§ TEXT PROVIDED:
+ + + + + + +
Dignity had always gotten us through. It was a choice, and not always the easy one, but the people I respected most in life made it again and again, every single day. There was a motto Barack and I tried to live by, and I offered it that night from the stage: When they go low, we go high.
Two months later, just weeks before the election, a tape would surface of Donald Trump in an unguarded moment, bragging to a TV host in 2005 about sexually assaulting women, using language so lewd and vulgar that it put media outlets in a quandary about how to quote it without violating the established standards of decency. In the end, the standards of decency were simply lowered in order to make room for the candidate’s voice.
When I heard it, I could hardly believe it. And then again, there was something painfully familiar in the menace and male jocularity of that tape. I can hurt you and get away with it. It was an expression of hatred that had generally been kept out of polite company, but still lived in the marrow of our supposedly enlightened society—alive and accepted enough that someone like Donald Trump could afford to be cavalier about it. Every woman I know recognized it. Every person who’s ever been made to feel “other” recognized it. It was precisely what so many of us hoped our own children would never need to experience, and yet probably would. Dominance, even the threat of it, is a form of dehumanization. It’s the ugliest kind of power.
+ + + + + + +
§ DATA EXTRACT:
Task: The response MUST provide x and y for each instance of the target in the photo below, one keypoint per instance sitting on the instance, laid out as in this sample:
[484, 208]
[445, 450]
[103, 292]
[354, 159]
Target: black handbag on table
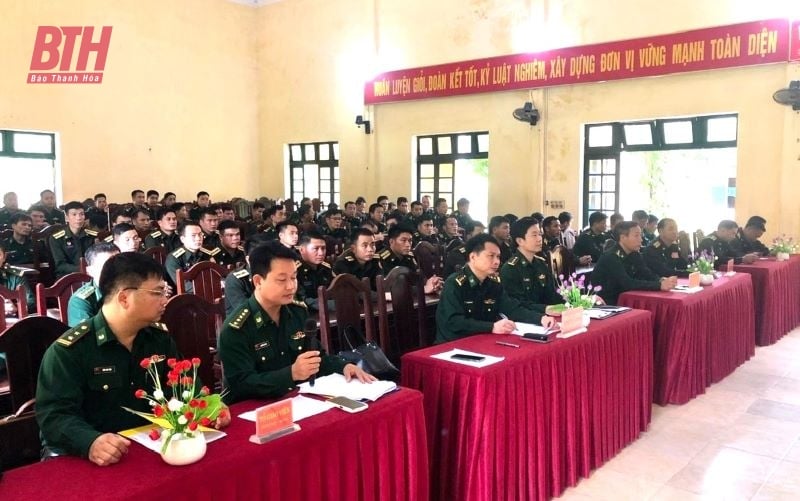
[367, 355]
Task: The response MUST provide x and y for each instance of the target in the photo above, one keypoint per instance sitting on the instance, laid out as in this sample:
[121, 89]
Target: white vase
[183, 449]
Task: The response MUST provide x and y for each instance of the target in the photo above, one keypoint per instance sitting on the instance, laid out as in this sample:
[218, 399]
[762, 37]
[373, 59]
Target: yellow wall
[176, 110]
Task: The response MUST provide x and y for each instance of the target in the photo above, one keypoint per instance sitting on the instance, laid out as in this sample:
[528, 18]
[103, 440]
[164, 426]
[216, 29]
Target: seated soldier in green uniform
[474, 301]
[19, 246]
[85, 302]
[398, 253]
[526, 276]
[69, 244]
[312, 269]
[166, 235]
[663, 256]
[360, 259]
[261, 344]
[746, 241]
[92, 370]
[622, 268]
[590, 242]
[719, 243]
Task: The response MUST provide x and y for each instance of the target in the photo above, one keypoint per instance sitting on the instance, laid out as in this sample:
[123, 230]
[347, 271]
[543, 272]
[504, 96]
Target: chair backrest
[206, 278]
[19, 296]
[19, 440]
[24, 344]
[192, 322]
[430, 258]
[61, 291]
[157, 253]
[352, 300]
[404, 329]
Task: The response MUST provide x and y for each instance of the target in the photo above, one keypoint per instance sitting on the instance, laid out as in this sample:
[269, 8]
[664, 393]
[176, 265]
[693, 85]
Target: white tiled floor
[740, 440]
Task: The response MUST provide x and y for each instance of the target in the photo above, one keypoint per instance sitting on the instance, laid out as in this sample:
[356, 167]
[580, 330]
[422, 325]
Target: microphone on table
[311, 341]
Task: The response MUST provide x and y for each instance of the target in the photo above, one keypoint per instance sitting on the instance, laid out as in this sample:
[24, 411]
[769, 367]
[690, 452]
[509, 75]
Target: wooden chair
[24, 344]
[19, 440]
[61, 291]
[157, 253]
[193, 323]
[430, 258]
[352, 299]
[206, 279]
[405, 330]
[19, 296]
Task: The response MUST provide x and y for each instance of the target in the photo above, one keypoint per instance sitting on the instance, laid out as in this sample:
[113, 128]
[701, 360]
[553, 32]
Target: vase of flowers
[782, 247]
[704, 264]
[179, 409]
[576, 294]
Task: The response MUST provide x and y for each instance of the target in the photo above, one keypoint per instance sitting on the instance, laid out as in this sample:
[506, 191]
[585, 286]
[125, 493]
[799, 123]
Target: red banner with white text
[746, 44]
+ + + + + + +
§ TASKS:
1. List every sentence in the memoir passage about the Trump tape that begins with the word "It" (including "It's").
2. Continue the memoir passage about the Trump tape, starting after its last sentence.
The records come from a separate source and are unrelated to the text.

§ ANSWERS TO THE EXERCISE:
1.
- It was a choice, and not always the easy one, but the people I respected most in life made it again and again, every single day.
- It was an expression of hatred that had generally been kept out of polite company, but still lived in the marrow of our supposedly enlightened society—alive and accepted enough that someone like Donald Trump could afford to be cavalier about it.
- It was precisely what so many of us hoped our own children would never need to experience, and yet probably would.
- It’s the ugliest kind of power.

2.
My body buzzed with fury after hearing that tape. I was scheduled to speak at a campaign rally for Hillary the following week, and rather than delivering a straightforward endorsement of her capabilities, I felt compelled to try to address Trump’s words directly—to counter his voice with my own.
I worked on my remarks while sitting in a hospital room at Walter Reed, where my mother was having back surgery, my thoughts flowing fast. I’d been mocked and threatened many times now, cut down for being black, female, and vocal. I’d felt the derision directed at my body, the literal space I occupied in the world. I’d watched Donald Trump stalk Hillary Clinton during a debate, following her around as she spoke, standing too close, trying to diminish her presence with his. I can hurt you and get away with it. Women endure entire lifetimes of these indignities—in the form of catcalls, groping, assault, oppression. These things injure us. They sap our strength. Some of the cuts are so small they’re barely visible. Others are huge and gaping, leaving scars that never heal. Either way, they accumulate. We carry them everywhere, to and from school and work, at home while raising our children, at our places of worship, anytime we try to advance.
For me, Trump’s comments were another blow. I couldn’t let his message stand. Working with Sarah Hurwitz, the deft speechwriter who’d been with me since 2008, I channeled my fury into words, and then—after my mother had recovered from surgery—I delivered them one October day in Manchester, New Hampshire. Speaking to a high-energy crowd, I made my feelings clear. “This is not normal,” I said. “This is not politics as usual. This is disgraceful. It is intolerable.” I articulated my rage and my fear, along with my faith that with this election Americans understood the true nature of what they were choosing between. I put my whole heart into giving that speech.
I then flew back to Washington, praying I’d been heard.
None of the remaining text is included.